• [Exercise] Copy every entry as is. Leave images out.

Dataset entries:
========
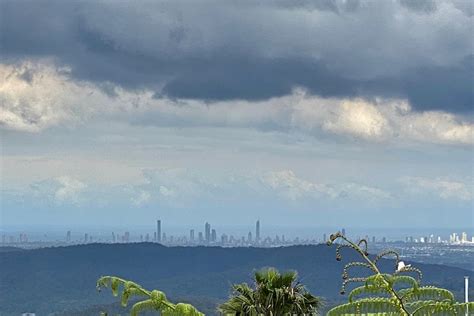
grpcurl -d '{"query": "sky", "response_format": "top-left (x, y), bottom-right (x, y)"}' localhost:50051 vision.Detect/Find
top-left (0, 0), bottom-right (473, 229)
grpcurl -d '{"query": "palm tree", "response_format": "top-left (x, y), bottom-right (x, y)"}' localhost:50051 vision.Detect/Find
top-left (218, 268), bottom-right (322, 315)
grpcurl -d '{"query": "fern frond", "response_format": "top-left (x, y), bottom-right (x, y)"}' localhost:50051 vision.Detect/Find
top-left (394, 266), bottom-right (423, 282)
top-left (96, 276), bottom-right (203, 315)
top-left (451, 302), bottom-right (474, 314)
top-left (357, 239), bottom-right (368, 255)
top-left (400, 286), bottom-right (455, 303)
top-left (374, 250), bottom-right (400, 266)
top-left (130, 299), bottom-right (156, 316)
top-left (327, 297), bottom-right (401, 316)
top-left (162, 303), bottom-right (205, 316)
top-left (411, 301), bottom-right (456, 315)
top-left (343, 262), bottom-right (377, 277)
top-left (391, 275), bottom-right (419, 290)
top-left (336, 244), bottom-right (354, 261)
top-left (340, 277), bottom-right (367, 294)
top-left (110, 277), bottom-right (121, 296)
top-left (365, 273), bottom-right (392, 288)
top-left (348, 285), bottom-right (391, 302)
top-left (405, 299), bottom-right (439, 310)
top-left (149, 289), bottom-right (167, 309)
top-left (96, 276), bottom-right (111, 290)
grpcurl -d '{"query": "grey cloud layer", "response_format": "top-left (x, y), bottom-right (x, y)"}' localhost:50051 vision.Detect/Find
top-left (1, 62), bottom-right (472, 144)
top-left (1, 0), bottom-right (472, 113)
top-left (2, 62), bottom-right (472, 145)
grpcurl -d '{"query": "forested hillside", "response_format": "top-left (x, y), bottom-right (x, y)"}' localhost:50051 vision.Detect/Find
top-left (1, 244), bottom-right (471, 315)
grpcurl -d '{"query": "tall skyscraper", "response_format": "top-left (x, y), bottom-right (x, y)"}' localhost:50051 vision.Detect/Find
top-left (256, 220), bottom-right (260, 243)
top-left (190, 229), bottom-right (195, 241)
top-left (66, 231), bottom-right (71, 242)
top-left (205, 222), bottom-right (211, 243)
top-left (157, 220), bottom-right (162, 243)
top-left (211, 229), bottom-right (217, 242)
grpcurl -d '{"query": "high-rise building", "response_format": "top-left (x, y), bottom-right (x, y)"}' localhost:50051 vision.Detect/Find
top-left (66, 231), bottom-right (71, 243)
top-left (205, 222), bottom-right (211, 243)
top-left (221, 234), bottom-right (228, 244)
top-left (256, 220), bottom-right (260, 243)
top-left (248, 231), bottom-right (253, 243)
top-left (84, 233), bottom-right (89, 243)
top-left (190, 229), bottom-right (195, 241)
top-left (461, 232), bottom-right (468, 243)
top-left (198, 232), bottom-right (204, 243)
top-left (112, 232), bottom-right (116, 243)
top-left (211, 229), bottom-right (217, 242)
top-left (157, 220), bottom-right (162, 243)
top-left (323, 233), bottom-right (327, 242)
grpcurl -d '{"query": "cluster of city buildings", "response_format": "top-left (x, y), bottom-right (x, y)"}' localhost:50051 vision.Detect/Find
top-left (137, 220), bottom-right (267, 246)
top-left (403, 232), bottom-right (474, 245)
top-left (1, 222), bottom-right (473, 248)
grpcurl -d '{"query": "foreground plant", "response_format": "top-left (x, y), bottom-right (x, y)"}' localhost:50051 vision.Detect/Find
top-left (96, 276), bottom-right (204, 316)
top-left (326, 232), bottom-right (473, 316)
top-left (219, 267), bottom-right (322, 315)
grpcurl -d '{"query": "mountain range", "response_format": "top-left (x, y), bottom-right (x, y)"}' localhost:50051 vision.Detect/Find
top-left (1, 243), bottom-right (471, 315)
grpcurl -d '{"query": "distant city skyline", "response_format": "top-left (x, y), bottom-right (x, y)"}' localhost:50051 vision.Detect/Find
top-left (2, 219), bottom-right (473, 248)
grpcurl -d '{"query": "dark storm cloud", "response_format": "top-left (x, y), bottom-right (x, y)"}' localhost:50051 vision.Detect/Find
top-left (1, 0), bottom-right (472, 113)
top-left (399, 0), bottom-right (437, 13)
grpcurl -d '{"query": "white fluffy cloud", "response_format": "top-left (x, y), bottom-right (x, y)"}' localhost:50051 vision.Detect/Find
top-left (261, 169), bottom-right (338, 200)
top-left (0, 62), bottom-right (97, 132)
top-left (261, 170), bottom-right (391, 202)
top-left (1, 61), bottom-right (472, 146)
top-left (127, 168), bottom-right (390, 207)
top-left (401, 176), bottom-right (473, 201)
top-left (131, 190), bottom-right (151, 206)
top-left (30, 176), bottom-right (87, 204)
========
• [Answer]
grpcurl -d '{"query": "sky", "response_format": "top-left (x, y), bottom-right (x, y)"}' localhost:50051 vision.Detect/Find
top-left (0, 0), bottom-right (473, 229)
grpcurl -d '{"query": "palm tree", "response_format": "top-left (x, y), bottom-right (x, y)"}' localhost:50051 vision.Detect/Find
top-left (218, 268), bottom-right (322, 315)
grpcurl -d '{"query": "fern frond", "response_format": "top-left (x, y), bottom-right (x, y)"}' localhost:50051 vision.Detect/Find
top-left (394, 266), bottom-right (423, 282)
top-left (96, 276), bottom-right (203, 315)
top-left (451, 302), bottom-right (474, 314)
top-left (357, 239), bottom-right (368, 255)
top-left (400, 286), bottom-right (455, 303)
top-left (374, 250), bottom-right (400, 266)
top-left (130, 299), bottom-right (156, 316)
top-left (327, 297), bottom-right (401, 316)
top-left (162, 303), bottom-right (205, 316)
top-left (411, 301), bottom-right (456, 315)
top-left (343, 262), bottom-right (377, 277)
top-left (391, 275), bottom-right (419, 290)
top-left (336, 244), bottom-right (354, 261)
top-left (340, 277), bottom-right (367, 294)
top-left (110, 277), bottom-right (121, 296)
top-left (365, 273), bottom-right (392, 288)
top-left (348, 285), bottom-right (391, 302)
top-left (405, 299), bottom-right (439, 310)
top-left (149, 289), bottom-right (167, 309)
top-left (96, 276), bottom-right (111, 290)
grpcurl -d '{"query": "grey cloud layer", "response_format": "top-left (x, y), bottom-right (x, y)"}' localhost:50051 vision.Detect/Find
top-left (1, 62), bottom-right (472, 144)
top-left (1, 0), bottom-right (472, 113)
top-left (2, 62), bottom-right (472, 145)
grpcurl -d '{"query": "forested hillside", "response_format": "top-left (x, y), bottom-right (x, y)"}' localhost:50051 vision.Detect/Find
top-left (1, 244), bottom-right (471, 315)
grpcurl -d '{"query": "tall skyscraper", "response_format": "top-left (x, y), bottom-right (x, y)"}' localhost:50051 vision.Detect/Find
top-left (256, 220), bottom-right (260, 243)
top-left (190, 229), bottom-right (195, 241)
top-left (66, 231), bottom-right (71, 242)
top-left (205, 222), bottom-right (211, 243)
top-left (157, 220), bottom-right (162, 243)
top-left (211, 229), bottom-right (217, 242)
grpcurl -d '{"query": "high-rise building", "response_format": "top-left (x, y), bottom-right (x, y)"}' localhost:50051 vision.Detect/Find
top-left (66, 231), bottom-right (71, 243)
top-left (205, 222), bottom-right (211, 243)
top-left (221, 234), bottom-right (228, 244)
top-left (256, 220), bottom-right (260, 243)
top-left (248, 231), bottom-right (253, 243)
top-left (84, 233), bottom-right (89, 243)
top-left (190, 229), bottom-right (195, 241)
top-left (461, 232), bottom-right (468, 243)
top-left (198, 232), bottom-right (204, 243)
top-left (112, 232), bottom-right (116, 243)
top-left (211, 229), bottom-right (217, 242)
top-left (157, 220), bottom-right (162, 243)
top-left (323, 233), bottom-right (327, 242)
grpcurl -d '{"query": "cluster of city buildings", "response_format": "top-left (x, y), bottom-right (x, y)"}' localhost:50051 vision.Detect/Find
top-left (137, 220), bottom-right (267, 246)
top-left (403, 232), bottom-right (474, 245)
top-left (1, 222), bottom-right (473, 248)
grpcurl -d '{"query": "foreground plant", "response_format": "top-left (x, y), bottom-right (x, y)"}' localhost:50051 vision.Detect/Find
top-left (96, 276), bottom-right (204, 316)
top-left (326, 232), bottom-right (473, 316)
top-left (219, 267), bottom-right (322, 315)
grpcurl -d '{"query": "mountain range", "response_format": "top-left (x, y), bottom-right (x, y)"}' localhost:50051 vision.Detect/Find
top-left (1, 243), bottom-right (471, 315)
grpcurl -d '{"query": "distant city skyline", "response_format": "top-left (x, y), bottom-right (x, y)"}' localhost:50051 vision.Detect/Find
top-left (2, 219), bottom-right (473, 248)
grpcurl -d '{"query": "dark storm cloud", "response_format": "top-left (x, y), bottom-right (x, y)"}' localhost:50051 vision.Detect/Find
top-left (1, 0), bottom-right (472, 113)
top-left (399, 0), bottom-right (437, 13)
grpcurl -d '{"query": "white fluffy cloud", "response_format": "top-left (x, y), bottom-right (x, y)"}' localhost:50051 vision.Detect/Find
top-left (261, 169), bottom-right (338, 200)
top-left (0, 62), bottom-right (97, 132)
top-left (261, 170), bottom-right (391, 202)
top-left (1, 61), bottom-right (472, 146)
top-left (127, 168), bottom-right (390, 207)
top-left (401, 176), bottom-right (473, 201)
top-left (131, 190), bottom-right (151, 206)
top-left (30, 176), bottom-right (87, 204)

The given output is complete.